• **Task**: Update the lines between the ones holding "Instruction set for this micro-task: find blurred player" and "[175,129,237,173]", inclusive, by putting "snug bounding box" wherever "tight rectangle" appears. Leave everything else unchanged.

Dataset items:
++++++

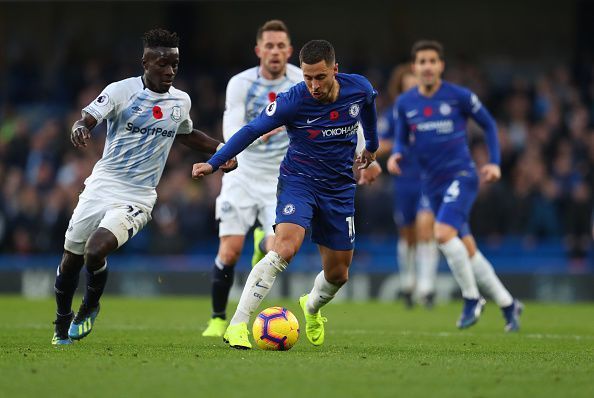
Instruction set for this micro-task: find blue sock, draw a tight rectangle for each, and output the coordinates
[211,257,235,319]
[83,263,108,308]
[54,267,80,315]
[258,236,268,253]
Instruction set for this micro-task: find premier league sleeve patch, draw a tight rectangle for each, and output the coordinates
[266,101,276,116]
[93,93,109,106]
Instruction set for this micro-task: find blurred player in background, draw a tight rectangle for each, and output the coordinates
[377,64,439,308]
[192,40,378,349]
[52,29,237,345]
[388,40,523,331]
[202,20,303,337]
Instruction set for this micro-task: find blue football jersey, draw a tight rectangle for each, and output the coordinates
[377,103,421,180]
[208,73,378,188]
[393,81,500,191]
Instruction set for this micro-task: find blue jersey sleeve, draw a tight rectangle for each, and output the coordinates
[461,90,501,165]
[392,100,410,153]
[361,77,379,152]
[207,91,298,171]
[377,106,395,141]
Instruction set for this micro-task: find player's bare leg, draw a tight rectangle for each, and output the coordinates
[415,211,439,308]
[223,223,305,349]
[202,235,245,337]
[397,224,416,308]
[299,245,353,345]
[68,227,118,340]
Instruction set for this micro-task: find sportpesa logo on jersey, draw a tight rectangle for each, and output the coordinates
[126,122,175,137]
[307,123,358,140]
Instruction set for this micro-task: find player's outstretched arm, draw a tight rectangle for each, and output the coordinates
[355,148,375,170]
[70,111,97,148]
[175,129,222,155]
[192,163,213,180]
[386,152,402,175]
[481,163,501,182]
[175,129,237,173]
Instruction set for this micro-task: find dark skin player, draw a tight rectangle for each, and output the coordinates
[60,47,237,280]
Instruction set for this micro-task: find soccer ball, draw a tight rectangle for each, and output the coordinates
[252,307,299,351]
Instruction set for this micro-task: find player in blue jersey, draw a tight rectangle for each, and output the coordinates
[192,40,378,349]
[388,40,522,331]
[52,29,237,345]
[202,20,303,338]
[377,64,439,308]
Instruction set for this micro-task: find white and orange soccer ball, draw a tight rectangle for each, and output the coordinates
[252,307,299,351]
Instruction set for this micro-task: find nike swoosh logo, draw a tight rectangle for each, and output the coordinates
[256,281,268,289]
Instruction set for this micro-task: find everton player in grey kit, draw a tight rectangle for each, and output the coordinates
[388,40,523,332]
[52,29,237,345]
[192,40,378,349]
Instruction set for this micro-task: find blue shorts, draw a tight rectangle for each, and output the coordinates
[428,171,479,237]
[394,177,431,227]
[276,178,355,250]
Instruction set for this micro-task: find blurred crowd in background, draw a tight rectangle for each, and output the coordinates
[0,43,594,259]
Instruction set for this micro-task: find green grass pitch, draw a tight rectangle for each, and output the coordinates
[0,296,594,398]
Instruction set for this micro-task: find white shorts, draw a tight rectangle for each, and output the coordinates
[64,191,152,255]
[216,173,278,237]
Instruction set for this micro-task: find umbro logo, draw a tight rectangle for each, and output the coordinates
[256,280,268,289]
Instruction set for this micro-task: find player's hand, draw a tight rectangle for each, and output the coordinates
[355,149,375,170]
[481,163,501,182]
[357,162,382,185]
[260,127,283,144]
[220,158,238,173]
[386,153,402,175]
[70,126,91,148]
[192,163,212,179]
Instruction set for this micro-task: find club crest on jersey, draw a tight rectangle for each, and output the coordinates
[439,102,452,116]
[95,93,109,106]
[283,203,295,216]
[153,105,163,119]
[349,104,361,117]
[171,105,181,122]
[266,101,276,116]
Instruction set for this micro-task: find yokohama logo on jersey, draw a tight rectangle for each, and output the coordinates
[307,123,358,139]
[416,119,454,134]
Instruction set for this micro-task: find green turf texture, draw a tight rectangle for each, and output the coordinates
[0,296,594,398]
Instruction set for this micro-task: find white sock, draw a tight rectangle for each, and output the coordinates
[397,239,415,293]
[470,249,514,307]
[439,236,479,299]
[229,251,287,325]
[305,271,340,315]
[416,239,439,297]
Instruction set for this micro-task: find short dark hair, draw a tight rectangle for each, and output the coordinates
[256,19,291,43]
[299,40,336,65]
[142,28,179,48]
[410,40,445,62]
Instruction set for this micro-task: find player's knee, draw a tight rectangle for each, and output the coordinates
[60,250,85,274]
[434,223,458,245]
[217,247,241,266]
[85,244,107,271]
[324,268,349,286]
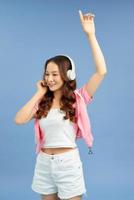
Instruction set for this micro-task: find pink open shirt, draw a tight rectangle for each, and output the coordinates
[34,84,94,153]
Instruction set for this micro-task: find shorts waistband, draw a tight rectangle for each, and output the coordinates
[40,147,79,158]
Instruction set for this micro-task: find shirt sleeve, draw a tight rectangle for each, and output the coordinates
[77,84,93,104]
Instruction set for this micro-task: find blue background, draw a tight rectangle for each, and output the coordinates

++++++

• **The reply**:
Instruction set for this micro-task: find blurred player in background, draw a snug bounding box for each, and output the coordinates
[377,64,439,308]
[192,40,378,349]
[52,29,237,345]
[388,40,523,331]
[202,20,303,337]
Instruction set for this micro-task: find blue football jersey, draw a snug bounding box for each, and output the coordinates
[377,103,421,180]
[208,73,378,188]
[393,81,500,191]
Instruction set for this micro-task: find blue jersey sleeve, draw a snug bounding box for each, and output the coordinates
[461,90,501,165]
[392,100,410,153]
[361,77,379,152]
[207,91,298,171]
[377,106,395,141]
Instruction set for this micro-task: find player's bare leg, draw a snug bounding box for each, and output the coordinates
[415,211,439,308]
[223,223,305,349]
[202,235,245,337]
[397,224,416,308]
[299,245,353,345]
[68,227,118,340]
Instruction set for this micro-task: find sportpesa logo on jersey, draw a snug bounding box for each, and output the coordinates
[126,122,175,137]
[307,123,358,140]
Instruction set for this micro-task: find player's outstretched arm, draw a snug bounding box for each, and output the coordinates
[355,148,375,170]
[70,111,97,148]
[175,129,222,155]
[192,163,213,180]
[386,152,402,175]
[481,163,501,182]
[175,129,237,173]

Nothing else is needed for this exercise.